Professor Leïla Choukroune invites you to join an All University Interdisciplinary Webinar Series:
The extraordinary circumstances we are now facing call for renewed research and thinking. Interdisciplinary research is particularly relevant to address the most pressing issues of our time and reflect upon pathways for the future. This intellectual journey is key to the development of our own scholarships as much as it is to the evolution of our University.
UoP Themes have been designed to trigger and further this dialogue between disciplines.
To interact while in isolation, support your projects and indeed create fruitful conversations, I propose to design an all University Interdisciplinary Research Webinar Series.
This will take place on Wednesdays (2pm-3pm). It is open to all UoP colleagues. External experts and colleagues are also welcomed to join.
The topics are yours. There is only one rule: interdisciplinarity and so a form of accessibility to a larger academic audience.
This Webinar Series could be further developed into a permanent project for the University.
Prof. David Andress kindly agreed to open the first seminar with me this Wednesday (see below).
I will plan ahead the next sessions with colleagues interested in presenting.
Seminar 1: Wednesday 1st April, 2pm-3pm
Bodies and Citizens in Times of Pandemics: Longitudinal Perspectives
Prof. David Andress and Prof. Leïla Choukroune
In times of crisis, the rule of law and democracy no longer go hand in hand. Faced with global threats, governments are increasingly derogating from common law. This time, it’s the body that we discipline, that we confine. What Michel Foucault had brilliantly exposed is replayed again to satisfy a form of economic utility.
..............................
Tasks:
• A. Reproduce the webinar series announcement word for word, everything from "This Webinar Series" down to "of economic utility.".
• B. Extend the webinar series announcement with a few more sentences that carry on from its last line.

(Stored items from a collection)
..............................
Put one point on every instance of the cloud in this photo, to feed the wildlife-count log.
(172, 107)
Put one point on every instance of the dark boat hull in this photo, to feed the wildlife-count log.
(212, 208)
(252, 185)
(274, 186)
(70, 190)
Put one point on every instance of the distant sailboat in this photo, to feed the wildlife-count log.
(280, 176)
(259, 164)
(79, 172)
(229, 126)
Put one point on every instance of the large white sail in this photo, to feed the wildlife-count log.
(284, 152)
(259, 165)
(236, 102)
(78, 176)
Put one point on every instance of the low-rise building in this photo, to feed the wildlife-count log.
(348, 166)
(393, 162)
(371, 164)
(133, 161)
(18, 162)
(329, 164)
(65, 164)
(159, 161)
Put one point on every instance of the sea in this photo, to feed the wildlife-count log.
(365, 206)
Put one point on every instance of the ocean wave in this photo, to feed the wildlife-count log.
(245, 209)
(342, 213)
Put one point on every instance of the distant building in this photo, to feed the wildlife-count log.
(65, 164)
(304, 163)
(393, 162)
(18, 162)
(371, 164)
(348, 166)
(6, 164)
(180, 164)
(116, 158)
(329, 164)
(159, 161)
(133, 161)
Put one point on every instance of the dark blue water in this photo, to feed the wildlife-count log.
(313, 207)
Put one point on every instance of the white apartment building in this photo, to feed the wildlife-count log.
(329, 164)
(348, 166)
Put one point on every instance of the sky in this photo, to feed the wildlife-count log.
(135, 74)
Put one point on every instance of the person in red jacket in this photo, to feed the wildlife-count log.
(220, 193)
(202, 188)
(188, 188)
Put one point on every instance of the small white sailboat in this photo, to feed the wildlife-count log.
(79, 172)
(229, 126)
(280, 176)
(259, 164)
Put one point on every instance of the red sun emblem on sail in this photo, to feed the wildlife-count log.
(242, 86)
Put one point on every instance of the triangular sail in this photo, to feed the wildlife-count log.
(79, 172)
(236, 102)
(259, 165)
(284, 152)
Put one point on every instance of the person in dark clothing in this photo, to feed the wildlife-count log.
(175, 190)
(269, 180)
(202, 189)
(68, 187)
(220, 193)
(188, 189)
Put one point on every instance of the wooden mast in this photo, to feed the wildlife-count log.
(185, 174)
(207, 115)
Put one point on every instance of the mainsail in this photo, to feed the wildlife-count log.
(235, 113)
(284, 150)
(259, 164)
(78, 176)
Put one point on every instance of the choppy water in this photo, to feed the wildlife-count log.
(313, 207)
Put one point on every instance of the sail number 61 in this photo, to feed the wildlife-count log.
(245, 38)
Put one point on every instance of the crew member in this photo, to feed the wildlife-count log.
..............................
Answers for the exercise:
• A.
This Webinar Series could be further developed into a permanent project for the University.
Prof. David Andress kindly agreed to open the first seminar with me this Wednesday (see below).
I will plan ahead the next sessions with colleagues interested in presenting.
Seminar 1: Wednesday 1st April, 2pm-3pm
Bodies and Citizens in Times of Pandemics: Longitudinal Perspectives
Prof. David Andress and Prof. Leïla Choukroune
In times of crisis, the rule of law and democracy no longer go hand in hand. Faced with global threats, governments are increasingly derogating from common law. This time, it’s the body that we discipline, that we confine. What Michel Foucault had brilliantly exposed is replayed again to satisfy a form of economic utility.

• B.
In reflecting upon the extraordinary times we are living in, this Webinar proposes to address the reaction of States and societies when bodies become dangerous in themselves, not as individual persons who could be held to account, but as physical carriers of contagion (1). It will also highlight the temptation to escalate emergency powers and the potential pressure from the general population to do so, which creates a sort of existential dilemma for democracy, a narrow path to navigate between rejecting what is necessary for survival, and abandoning what is vital for empowered citizenship (2).
To join this session please follow this link:
https://uop.webex.com/uop/j.php?MTID=m8219b94fc08af891dab4016fb870834c
If required:
Meeting number (access code): 146 117 069
Meeting password: Pedagogy2020
Please feel free to get back to me with suggestions and proposed topics of discussion for the next sessions.
Looking forward to these events and conversations to come.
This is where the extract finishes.